## Work to complete
Your task is to print all of the data word for word.

= = =

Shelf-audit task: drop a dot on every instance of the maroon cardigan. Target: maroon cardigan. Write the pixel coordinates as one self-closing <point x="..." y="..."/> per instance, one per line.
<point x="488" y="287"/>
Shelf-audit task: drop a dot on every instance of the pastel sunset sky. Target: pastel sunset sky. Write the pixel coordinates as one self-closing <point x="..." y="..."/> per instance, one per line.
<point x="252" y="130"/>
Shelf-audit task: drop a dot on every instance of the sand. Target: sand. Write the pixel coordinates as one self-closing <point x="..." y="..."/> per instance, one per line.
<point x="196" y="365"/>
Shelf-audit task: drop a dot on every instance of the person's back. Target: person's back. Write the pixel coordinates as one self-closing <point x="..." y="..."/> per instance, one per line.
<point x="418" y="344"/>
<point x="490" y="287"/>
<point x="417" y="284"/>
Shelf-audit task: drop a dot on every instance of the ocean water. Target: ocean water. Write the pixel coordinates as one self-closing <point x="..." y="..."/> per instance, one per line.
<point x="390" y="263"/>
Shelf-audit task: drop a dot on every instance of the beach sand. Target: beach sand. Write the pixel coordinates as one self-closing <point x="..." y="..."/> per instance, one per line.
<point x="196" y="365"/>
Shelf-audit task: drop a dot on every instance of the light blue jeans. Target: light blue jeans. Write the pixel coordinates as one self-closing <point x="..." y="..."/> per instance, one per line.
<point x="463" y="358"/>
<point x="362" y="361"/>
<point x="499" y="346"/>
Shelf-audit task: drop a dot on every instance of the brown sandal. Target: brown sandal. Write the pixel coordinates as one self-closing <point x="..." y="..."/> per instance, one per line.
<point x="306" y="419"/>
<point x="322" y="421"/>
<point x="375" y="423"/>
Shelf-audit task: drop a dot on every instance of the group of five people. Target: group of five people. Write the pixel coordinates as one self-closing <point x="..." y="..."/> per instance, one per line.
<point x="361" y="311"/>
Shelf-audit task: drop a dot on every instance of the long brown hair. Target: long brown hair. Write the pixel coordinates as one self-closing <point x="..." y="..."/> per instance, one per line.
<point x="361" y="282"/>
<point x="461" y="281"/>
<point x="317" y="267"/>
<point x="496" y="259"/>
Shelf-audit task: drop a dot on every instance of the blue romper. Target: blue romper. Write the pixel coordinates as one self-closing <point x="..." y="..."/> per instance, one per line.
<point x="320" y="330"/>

= = =

## Written solution
Shelf-audit task: drop a dot on every instance of the maroon cardigan. Target: maroon cardigan. Write the pixel coordinates as one self-closing <point x="..." y="..."/> per instance, one per line.
<point x="488" y="287"/>
Shelf-audit task: drop a dot on every instance of the pastel sunset sky. Target: pastel sunset sky. Write the pixel coordinates as one self-closing <point x="..." y="..."/> per instance, one per line.
<point x="252" y="130"/>
Shelf-audit task: drop a dot on every instance of the sand. Target: sand. Write the pixel coordinates as one self-closing <point x="..." y="..."/> per instance, one per line.
<point x="196" y="365"/>
Shelf-audit task: drop a dot on every instance of the person's back. Target: person's back. Write the pixel coordinates as one self-closing <point x="..." y="..."/> per instance, one per line.
<point x="418" y="344"/>
<point x="490" y="287"/>
<point x="417" y="284"/>
Shelf-audit task: drop a dot on every instance of the ocean water. Target: ocean water. Write the pixel coordinates as one self-closing <point x="..." y="..."/> per instance, one per line.
<point x="390" y="263"/>
Shelf-audit task: drop a dot on every instance of the beach sand. Target: beach sand. Write the pixel coordinates as one self-closing <point x="..." y="..."/> per instance, one per line.
<point x="196" y="365"/>
Shelf-audit task: drop a dot on every instance of the light blue jeans. Target: light blue jeans. Write the pixel coordinates as one self-closing <point x="..." y="..."/> per instance, one per line.
<point x="463" y="358"/>
<point x="362" y="361"/>
<point x="499" y="346"/>
Shelf-audit task: drop a dot on every instance of the brown sandal. Target: brown sandal. Write the pixel coordinates as one self-closing <point x="..." y="..."/> per instance, one per line.
<point x="306" y="419"/>
<point x="322" y="421"/>
<point x="375" y="423"/>
Shelf-audit task: drop a dot on every instance of the group of five people. Target: group of five people. Write the pixel coordinates as one self-closing <point x="..." y="..."/> per instance, one per line.
<point x="361" y="311"/>
Shelf-audit task: drop a dot on every instance of the long brown hair. Target: long brown hair. Write the pixel coordinates as one self-closing <point x="..." y="..."/> per instance, one per line.
<point x="361" y="282"/>
<point x="461" y="281"/>
<point x="317" y="267"/>
<point x="496" y="259"/>
Shelf-audit task: drop a dot on every instance of the blue romper. Target: blue romper. Write the pixel coordinates as one self-closing <point x="..." y="..."/> per instance, one per line.
<point x="320" y="330"/>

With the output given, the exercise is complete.